Problems:
a: For each statement, say whether it agrees with the court opinion, answering yes or no and quoting the deciding words: (i) Okin moved for summary judgment on March 30, 2004; (ii) the court held a hearing before deciding Okin's motion; (iii) the bag of money found in the search contained $120.
b: Reproduce the court opinion word for word from "July 6, 2004" to "ready for decision.".

Source passage:
______________________________
United States District Court, E.D. New York
Jul 6, 2004
No. 03-CV-2312 (JBW) (E.D.N.Y. Jul. 6, 2004)

Opinion

No. 03-CV-2312 (JBW).

July 6, 2004


MEMORANDUM, ORDER JUDGMENT


I. Introduction

Plaintiff is a prisoner in the Arthur Kill Correctional Facility. He has brought suit against Carl Okin, the Deputy Superintendent for Administrative Services, Glenn Goord, J. Anderson, Joseph Smith, and Thomas Ricks under section 1983 of title 42 of the United States Code. At a hearing, the court dismissed defendants Goord, Anderson, Smith and Ricks pursuant to Rule 12(b)(6) of the Federal Rules of Civil Procedure. Defendant Okin moved for summary judgment dismissing the complaint on March 30, 2004. Plaintiff was then granted ample time to respond. See Docket entries of Apr. 15 27, 2004. The case is ready for decision.

No hearing is required. The motion is granted for reasons stated below.

II. Facts

The evidence supports the following statement of facts:

On April 30, 2000, while in the visiting room at Sing Sing, plaintiff was observed ingesting what appeared to be currency. He was detained on suspicion that he possessed contraband, searched and placed in an observation unit. While plaintiff was detained, his cell was searched and a correction officer recovered the following items: a bag of money containing $120 and a "hard brown substance"; a red balloon filled with a "green leafy substance"; and ten sugar packets and a clear packet containing a "green leafy substance." The "green leafy" and "hard brown" substances tested positive for marijuana.
______________________________
Supplied material:

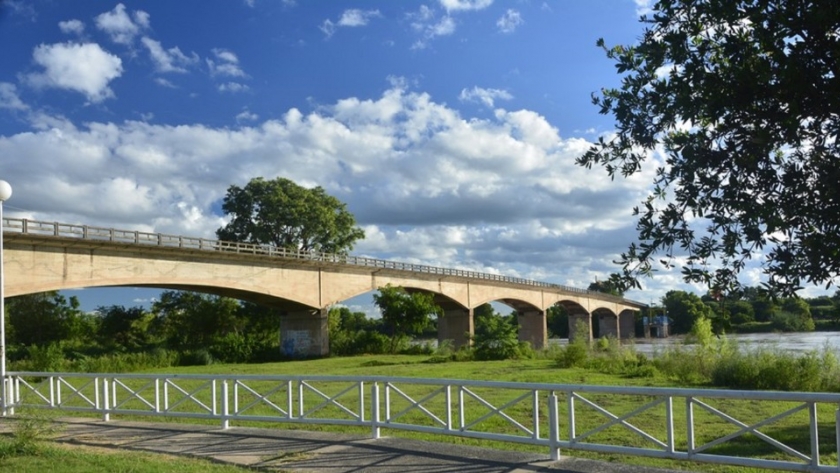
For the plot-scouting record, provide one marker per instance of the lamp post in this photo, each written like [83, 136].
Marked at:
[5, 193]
______________________________
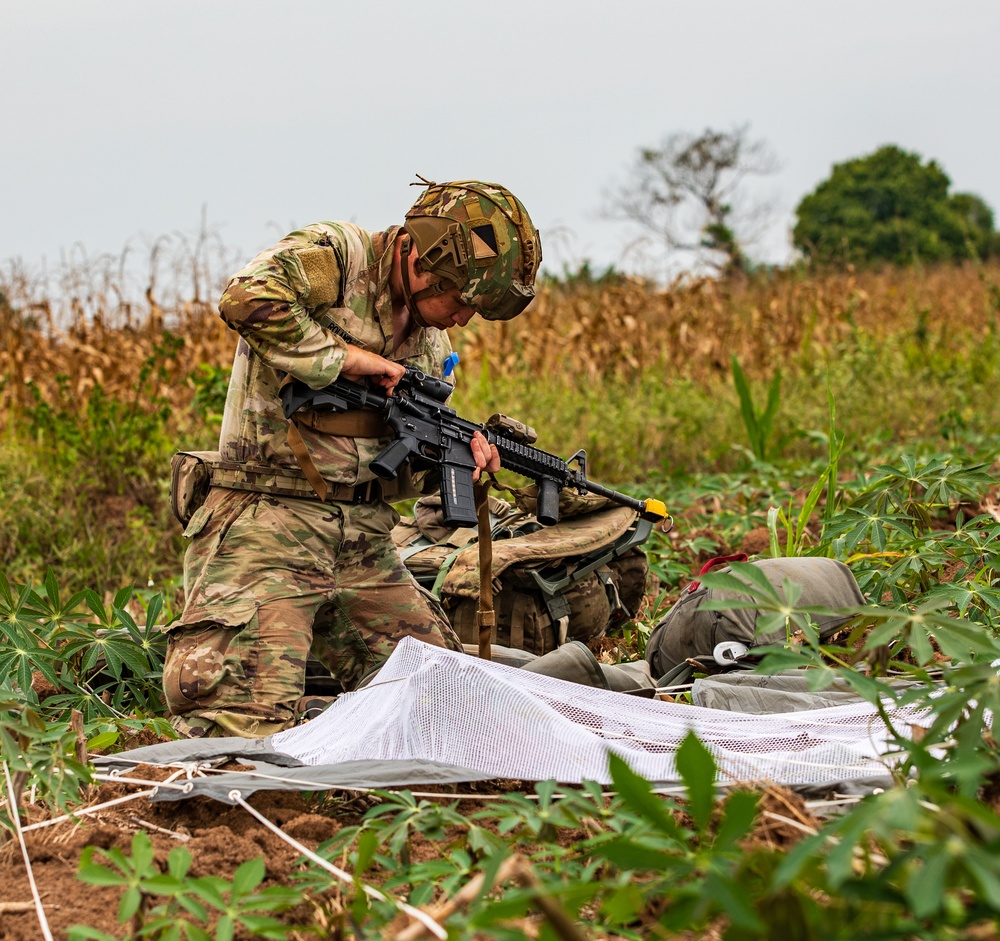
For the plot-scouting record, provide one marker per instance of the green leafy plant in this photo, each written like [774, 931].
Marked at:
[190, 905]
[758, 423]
______________________________
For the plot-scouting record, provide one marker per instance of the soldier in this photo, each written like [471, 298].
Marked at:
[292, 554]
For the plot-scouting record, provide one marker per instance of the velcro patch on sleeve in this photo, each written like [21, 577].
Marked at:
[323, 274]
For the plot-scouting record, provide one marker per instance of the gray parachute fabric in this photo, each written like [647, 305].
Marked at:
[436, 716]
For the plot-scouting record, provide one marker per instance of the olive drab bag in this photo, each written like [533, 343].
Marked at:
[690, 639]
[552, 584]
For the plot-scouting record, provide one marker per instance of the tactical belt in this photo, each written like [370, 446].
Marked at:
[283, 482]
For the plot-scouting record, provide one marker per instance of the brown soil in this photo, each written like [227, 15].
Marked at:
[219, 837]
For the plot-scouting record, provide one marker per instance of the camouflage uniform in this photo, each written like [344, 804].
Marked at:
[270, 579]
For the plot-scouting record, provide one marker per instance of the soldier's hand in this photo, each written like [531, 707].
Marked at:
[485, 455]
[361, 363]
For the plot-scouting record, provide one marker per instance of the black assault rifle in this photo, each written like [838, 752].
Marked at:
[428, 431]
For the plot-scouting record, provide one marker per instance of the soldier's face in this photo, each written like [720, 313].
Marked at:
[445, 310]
______________________________
Answers by task:
a:
(i) Yes: "Defendant Okin moved for summary judgment dismissing the complaint on March 30, 2004."
(ii) No: "No hearing is required."
(iii) Yes: "a bag of money containing $120"

b:
July 6, 2004


MEMORANDUM, ORDER JUDGMENT


I. Introduction

Plaintiff is a prisoner in the Arthur Kill Correctional Facility. He has brought suit against Carl Okin, the Deputy Superintendent for Administrative Services, Glenn Goord, J. Anderson, Joseph Smith, and Thomas Ricks under section 1983 of title 42 of the United States Code. At a hearing, the court dismissed defendants Goord, Anderson, Smith and Ricks pursuant to Rule 12(b)(6) of the Federal Rules of Civil Procedure. Defendant Okin moved for summary judgment dismissing the complaint on March 30, 2004. Plaintiff was then granted ample time to respond. See Docket entries of Apr. 15 27, 2004. The case is ready for decision.